### Excerpted records
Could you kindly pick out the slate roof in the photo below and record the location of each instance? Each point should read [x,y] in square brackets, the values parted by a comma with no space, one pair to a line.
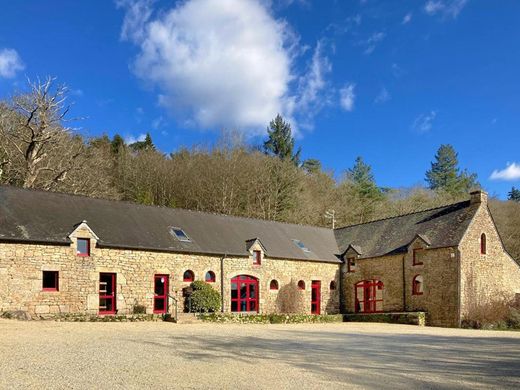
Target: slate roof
[441,227]
[39,216]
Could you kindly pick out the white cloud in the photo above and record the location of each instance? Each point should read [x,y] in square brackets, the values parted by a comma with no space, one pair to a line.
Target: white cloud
[218,63]
[347,97]
[130,139]
[10,63]
[510,173]
[446,8]
[424,122]
[407,18]
[383,96]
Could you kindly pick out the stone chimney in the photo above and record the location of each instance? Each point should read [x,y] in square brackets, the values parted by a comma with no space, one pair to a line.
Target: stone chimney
[478,196]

### The problem
Format every line of the items above as a Markdown table with two columns, Row for a running number and Line for the text of that line. Leave out blank lines and the picture lines.

### Finished task
| Row | Line |
|---|---|
| 1 | Could you kindly pick out the slate roof in the photo below and record the location of each instance? Each point should read [x,y] in square brackets, the values parted by a comma with no space, one pair to a line. |
| 2 | Target: slate roof |
| 3 | [441,227] |
| 4 | [39,216] |
| 5 | Could you kindly pick out the white cloud in the photo above and record the location of each instance? Each point should read [x,y] in square brackets, the values parted by a comma with no space, one pair to a line. |
| 6 | Target: white cloud |
| 7 | [218,63] |
| 8 | [347,97] |
| 9 | [130,139] |
| 10 | [10,63] |
| 11 | [510,173] |
| 12 | [446,8] |
| 13 | [424,122] |
| 14 | [407,18] |
| 15 | [383,96] |
| 16 | Could you kindly pick out the stone chimney in the photo above and record the location of each instance? Each point should read [x,y] in square brackets, the values parted by a comma with no space, one pair to a line. |
| 17 | Target: stone chimney |
| 18 | [478,196] |